→ **WRITTEN TASK A**
Count the rows that contain the string "carriage". Reply with the number only.

→ **DOCUMENT EXCERPT**
■ ■ ■ ■

In spite of its name, Standard Generalized Markup Language (SGML) is, at its core, a data schema language, not just a markup language.

Its role as a markup language for text presentation is well understood. As such, it is one of the pillars of the WWW phenomenon. To limit SGML to text markup, however, is to do a disservice to its power. Textual presentation schemas, while important, constitute but one domain in which SGML can be applied. SGML can be used to specify schemas for many types of data and even for behaviors.

SGML has two separate and distinct roles. The first role is for document (that is, text document) interchange. The second, more interesting role, is as a data schema language that supports structural semantics: that is, how objects relate to other objects. It is this use of SGML that allows it to play a fundamental role in managing complex systems.

■ ■ ■ ■

→ **ENTRIES SUPPLIED**

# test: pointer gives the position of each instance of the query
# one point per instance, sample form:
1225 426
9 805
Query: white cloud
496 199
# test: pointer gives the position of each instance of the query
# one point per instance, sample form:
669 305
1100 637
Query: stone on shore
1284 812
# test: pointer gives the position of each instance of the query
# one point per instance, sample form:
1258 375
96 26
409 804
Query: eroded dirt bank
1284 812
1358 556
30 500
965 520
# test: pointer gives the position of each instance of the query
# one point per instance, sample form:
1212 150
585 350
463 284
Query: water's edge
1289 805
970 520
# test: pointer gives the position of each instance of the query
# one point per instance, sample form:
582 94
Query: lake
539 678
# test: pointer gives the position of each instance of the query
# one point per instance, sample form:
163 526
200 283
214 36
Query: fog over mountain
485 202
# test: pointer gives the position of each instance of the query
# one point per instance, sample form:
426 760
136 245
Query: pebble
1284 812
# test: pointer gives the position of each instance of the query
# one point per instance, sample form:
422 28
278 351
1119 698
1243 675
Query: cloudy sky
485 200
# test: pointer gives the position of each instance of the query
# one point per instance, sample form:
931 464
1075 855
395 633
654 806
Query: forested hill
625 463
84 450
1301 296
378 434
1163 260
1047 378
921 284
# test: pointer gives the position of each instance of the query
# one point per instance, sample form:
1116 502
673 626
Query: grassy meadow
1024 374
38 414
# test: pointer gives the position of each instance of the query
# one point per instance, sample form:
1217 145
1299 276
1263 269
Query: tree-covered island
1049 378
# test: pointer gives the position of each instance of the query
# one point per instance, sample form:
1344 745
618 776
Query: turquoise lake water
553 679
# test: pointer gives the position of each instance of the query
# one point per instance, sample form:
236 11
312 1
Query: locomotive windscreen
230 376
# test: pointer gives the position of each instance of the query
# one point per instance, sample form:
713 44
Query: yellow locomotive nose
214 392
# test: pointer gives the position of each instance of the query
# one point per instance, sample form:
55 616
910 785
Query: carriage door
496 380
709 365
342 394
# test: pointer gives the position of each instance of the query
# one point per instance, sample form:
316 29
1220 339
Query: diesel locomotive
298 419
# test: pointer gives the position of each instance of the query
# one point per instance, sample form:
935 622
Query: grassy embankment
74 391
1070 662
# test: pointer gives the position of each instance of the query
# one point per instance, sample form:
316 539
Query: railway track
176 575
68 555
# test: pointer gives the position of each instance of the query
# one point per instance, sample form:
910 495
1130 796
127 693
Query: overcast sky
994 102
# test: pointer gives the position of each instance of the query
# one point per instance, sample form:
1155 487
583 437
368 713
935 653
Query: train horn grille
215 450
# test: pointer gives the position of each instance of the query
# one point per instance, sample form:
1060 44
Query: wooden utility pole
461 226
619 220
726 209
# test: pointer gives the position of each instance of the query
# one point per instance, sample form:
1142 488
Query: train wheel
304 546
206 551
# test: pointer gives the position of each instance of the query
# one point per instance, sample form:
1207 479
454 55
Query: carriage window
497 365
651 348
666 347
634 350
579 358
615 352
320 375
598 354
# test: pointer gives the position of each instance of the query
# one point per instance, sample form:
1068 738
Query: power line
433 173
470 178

■ ■ ■ ■

→ **WRITTEN TASK B**
What two roles does the SGML excerpt assign to SGML?

→ **WRITTEN RESPONSE A**
2

→ **WRITTEN RESPONSE B**
Document (text document) interchange, and serving as a data schema language that supports structural semantics.